According to the pgpool forum reply, what happens on server2 after server1 is shut down?

Source extract
## start
[pgpool-general: 6619] Re: After shutdown or poweroff commands pgpool on slave machine failed to start

Bo Peng pengbo at sraoss.co.jp
Fri Jun 28 15:06:44 JST 2019


Hi, 

I tried the same procedure with you to shutdown the primary postgres server,
but I could not reproduce the issue reported by you.

I setup 2 servers like below:

(1) server1
PostgreSQL primary
Pgpool-II master

(2) server2
PostgreSQL standby
Pgpool-II standby

After I shutdown "server1", Pgpool-II on server2 performs failover and promote PostgreSQL on server2 to new primary.


Still I could not find the reason why failover wasn't performed.
I checked you log and it seems that watchdog received failover command request,
but failover wasn't performed.

Could you check if some log output in "AAA_failover_called.log" file?

=============
2019-06-25 07:34:30: pid 5390: LOG:  failed to connect to PostgreSQL server on "172.18.255.41:5432", getsockopt() detected error "No route to host"
2019-06-25 07:34:30: pid 5390: LOG:  received degenerate backend request for node_id: 0 from pid [5390]
2019-06-25 07:34:30: pid 5407: LOG:  failed to connect to PostgreSQL zserver on "172.18.255.41:5432", getsockopt() detected error "No route to host"
## end
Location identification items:
## start
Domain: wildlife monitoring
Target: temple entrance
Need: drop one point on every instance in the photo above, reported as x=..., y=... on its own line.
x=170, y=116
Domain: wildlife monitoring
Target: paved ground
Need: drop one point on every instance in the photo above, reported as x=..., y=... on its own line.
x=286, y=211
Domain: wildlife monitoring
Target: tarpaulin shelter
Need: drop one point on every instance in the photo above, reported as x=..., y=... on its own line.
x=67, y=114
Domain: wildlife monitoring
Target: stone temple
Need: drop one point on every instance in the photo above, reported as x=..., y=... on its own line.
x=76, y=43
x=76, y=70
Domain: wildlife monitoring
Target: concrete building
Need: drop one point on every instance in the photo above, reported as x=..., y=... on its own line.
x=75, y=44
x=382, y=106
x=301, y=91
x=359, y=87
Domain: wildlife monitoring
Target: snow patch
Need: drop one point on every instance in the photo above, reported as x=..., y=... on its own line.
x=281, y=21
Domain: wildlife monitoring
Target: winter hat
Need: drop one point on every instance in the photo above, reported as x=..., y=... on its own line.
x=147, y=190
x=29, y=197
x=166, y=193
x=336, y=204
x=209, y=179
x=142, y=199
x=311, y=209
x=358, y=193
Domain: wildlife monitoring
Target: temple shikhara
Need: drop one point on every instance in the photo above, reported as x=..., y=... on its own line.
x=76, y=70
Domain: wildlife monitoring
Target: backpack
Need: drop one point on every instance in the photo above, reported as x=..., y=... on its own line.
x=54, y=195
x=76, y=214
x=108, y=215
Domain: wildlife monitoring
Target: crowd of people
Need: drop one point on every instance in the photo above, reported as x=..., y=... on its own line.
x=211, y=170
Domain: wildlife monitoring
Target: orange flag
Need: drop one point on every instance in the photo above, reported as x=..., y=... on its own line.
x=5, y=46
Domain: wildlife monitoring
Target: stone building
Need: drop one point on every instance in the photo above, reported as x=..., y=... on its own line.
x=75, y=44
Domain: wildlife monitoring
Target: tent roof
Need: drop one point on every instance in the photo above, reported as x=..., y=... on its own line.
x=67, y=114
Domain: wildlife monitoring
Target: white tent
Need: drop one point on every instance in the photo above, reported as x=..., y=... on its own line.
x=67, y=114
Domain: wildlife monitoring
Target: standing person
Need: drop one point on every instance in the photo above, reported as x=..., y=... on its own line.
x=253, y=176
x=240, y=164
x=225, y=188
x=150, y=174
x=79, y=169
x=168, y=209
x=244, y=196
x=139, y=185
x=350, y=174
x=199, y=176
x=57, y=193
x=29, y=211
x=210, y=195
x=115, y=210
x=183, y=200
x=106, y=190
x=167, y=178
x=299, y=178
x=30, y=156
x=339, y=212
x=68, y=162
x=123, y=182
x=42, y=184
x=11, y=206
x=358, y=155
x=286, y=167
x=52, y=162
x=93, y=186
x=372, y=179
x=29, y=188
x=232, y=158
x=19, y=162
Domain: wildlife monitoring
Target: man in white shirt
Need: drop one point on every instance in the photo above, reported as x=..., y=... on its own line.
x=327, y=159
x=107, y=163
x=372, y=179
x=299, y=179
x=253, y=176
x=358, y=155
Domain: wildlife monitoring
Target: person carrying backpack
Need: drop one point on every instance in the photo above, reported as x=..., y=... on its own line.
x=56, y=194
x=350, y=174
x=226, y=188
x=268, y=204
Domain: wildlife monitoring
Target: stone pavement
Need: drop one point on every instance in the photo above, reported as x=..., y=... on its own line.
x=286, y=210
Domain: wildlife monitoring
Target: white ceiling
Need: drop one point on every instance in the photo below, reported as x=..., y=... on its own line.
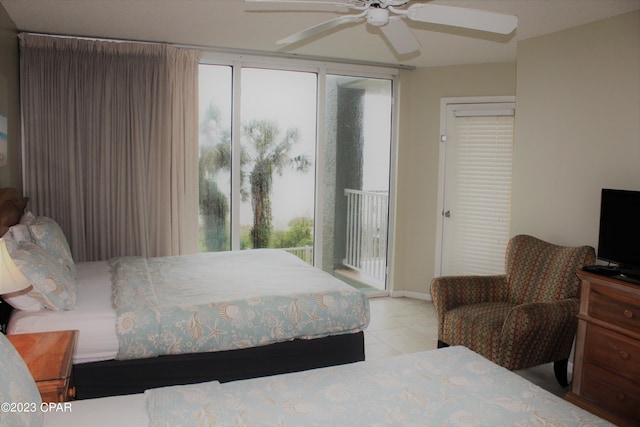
## end
Reply to the exercise
Pgpool-II on server2 performs failover and promotes PostgreSQL on server2 to the new primary.